-- start Stored data --

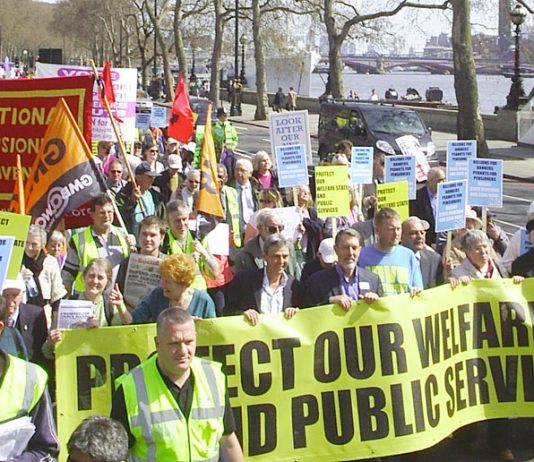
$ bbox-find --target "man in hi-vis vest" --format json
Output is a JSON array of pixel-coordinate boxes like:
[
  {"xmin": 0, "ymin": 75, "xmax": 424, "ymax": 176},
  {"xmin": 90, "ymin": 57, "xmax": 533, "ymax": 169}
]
[
  {"xmin": 0, "ymin": 297, "xmax": 59, "ymax": 462},
  {"xmin": 111, "ymin": 308, "xmax": 244, "ymax": 462},
  {"xmin": 61, "ymin": 193, "xmax": 135, "ymax": 293}
]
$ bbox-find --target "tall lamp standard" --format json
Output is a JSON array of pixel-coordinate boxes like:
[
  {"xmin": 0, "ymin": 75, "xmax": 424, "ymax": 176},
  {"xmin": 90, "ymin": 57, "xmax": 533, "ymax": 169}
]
[
  {"xmin": 228, "ymin": 0, "xmax": 239, "ymax": 116},
  {"xmin": 506, "ymin": 4, "xmax": 526, "ymax": 111},
  {"xmin": 239, "ymin": 34, "xmax": 248, "ymax": 85},
  {"xmin": 152, "ymin": 0, "xmax": 158, "ymax": 78}
]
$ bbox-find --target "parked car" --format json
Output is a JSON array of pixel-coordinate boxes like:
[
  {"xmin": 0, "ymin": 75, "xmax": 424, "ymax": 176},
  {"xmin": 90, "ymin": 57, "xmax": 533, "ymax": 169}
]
[
  {"xmin": 319, "ymin": 101, "xmax": 436, "ymax": 160},
  {"xmin": 189, "ymin": 96, "xmax": 217, "ymax": 125},
  {"xmin": 135, "ymin": 90, "xmax": 154, "ymax": 112}
]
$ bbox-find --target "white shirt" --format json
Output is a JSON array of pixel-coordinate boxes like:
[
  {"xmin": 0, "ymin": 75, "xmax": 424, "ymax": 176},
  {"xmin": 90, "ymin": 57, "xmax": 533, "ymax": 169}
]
[
  {"xmin": 260, "ymin": 269, "xmax": 287, "ymax": 313},
  {"xmin": 237, "ymin": 181, "xmax": 254, "ymax": 224}
]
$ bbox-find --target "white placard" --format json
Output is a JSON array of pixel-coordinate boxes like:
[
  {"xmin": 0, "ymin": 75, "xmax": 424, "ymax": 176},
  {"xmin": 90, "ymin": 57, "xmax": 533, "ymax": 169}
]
[
  {"xmin": 57, "ymin": 300, "xmax": 93, "ymax": 329},
  {"xmin": 206, "ymin": 223, "xmax": 230, "ymax": 255},
  {"xmin": 269, "ymin": 111, "xmax": 313, "ymax": 165},
  {"xmin": 37, "ymin": 63, "xmax": 137, "ymax": 142},
  {"xmin": 124, "ymin": 253, "xmax": 161, "ymax": 308}
]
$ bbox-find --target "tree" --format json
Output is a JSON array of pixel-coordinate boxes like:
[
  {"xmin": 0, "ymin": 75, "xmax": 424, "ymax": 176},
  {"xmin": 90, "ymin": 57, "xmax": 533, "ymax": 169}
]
[{"xmin": 451, "ymin": 0, "xmax": 489, "ymax": 156}]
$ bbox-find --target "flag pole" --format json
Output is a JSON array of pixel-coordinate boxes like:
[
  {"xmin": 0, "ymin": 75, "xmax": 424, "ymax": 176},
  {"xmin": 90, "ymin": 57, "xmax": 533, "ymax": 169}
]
[
  {"xmin": 17, "ymin": 154, "xmax": 26, "ymax": 215},
  {"xmin": 90, "ymin": 59, "xmax": 146, "ymax": 215}
]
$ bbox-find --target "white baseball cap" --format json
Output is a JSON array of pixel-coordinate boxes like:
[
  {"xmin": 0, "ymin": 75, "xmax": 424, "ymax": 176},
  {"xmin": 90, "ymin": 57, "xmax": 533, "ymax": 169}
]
[
  {"xmin": 319, "ymin": 237, "xmax": 336, "ymax": 263},
  {"xmin": 167, "ymin": 154, "xmax": 182, "ymax": 171}
]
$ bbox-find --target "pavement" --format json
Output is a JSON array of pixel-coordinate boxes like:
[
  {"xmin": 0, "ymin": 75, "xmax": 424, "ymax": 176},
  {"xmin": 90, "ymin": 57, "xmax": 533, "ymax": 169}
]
[{"xmin": 230, "ymin": 104, "xmax": 534, "ymax": 183}]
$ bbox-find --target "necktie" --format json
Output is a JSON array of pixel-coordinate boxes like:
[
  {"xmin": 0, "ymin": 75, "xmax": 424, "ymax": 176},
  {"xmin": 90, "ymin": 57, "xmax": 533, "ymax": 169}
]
[{"xmin": 241, "ymin": 186, "xmax": 252, "ymax": 223}]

-- end Stored data --

▶ _What to produce_
How many lines of the records above contain the string "bbox" with matching case? Reply with the number alone.

▶ _Final answer_
10